Stored data
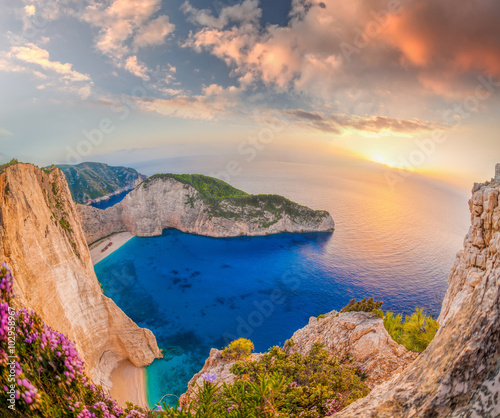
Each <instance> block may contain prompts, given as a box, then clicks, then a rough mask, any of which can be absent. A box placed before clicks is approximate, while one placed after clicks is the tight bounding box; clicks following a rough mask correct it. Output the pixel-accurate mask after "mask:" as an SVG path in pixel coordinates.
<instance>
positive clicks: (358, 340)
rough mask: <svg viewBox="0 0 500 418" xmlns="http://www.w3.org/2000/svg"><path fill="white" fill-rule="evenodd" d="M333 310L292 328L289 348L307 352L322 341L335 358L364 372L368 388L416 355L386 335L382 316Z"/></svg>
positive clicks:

Activity: Copy out every line of the records above word for word, leaving out the pictures.

Response to this task:
Each <instance> block may contain prompts, given as a box, then clicks, then a rough mask, any of which can be absent. A box placed before clicks is approximate, while one placed after clicks is the tight bounding box; clicks following a rough mask correct it. Output the pixel-accurate mask after "mask:" as an SVG path in pixel coordinates.
<instance>
positive clicks: (358, 340)
rough mask: <svg viewBox="0 0 500 418" xmlns="http://www.w3.org/2000/svg"><path fill="white" fill-rule="evenodd" d="M333 310L292 328L289 348L307 352L322 341L335 358L364 372L368 388L416 355L386 335L382 316Z"/></svg>
positive clicks:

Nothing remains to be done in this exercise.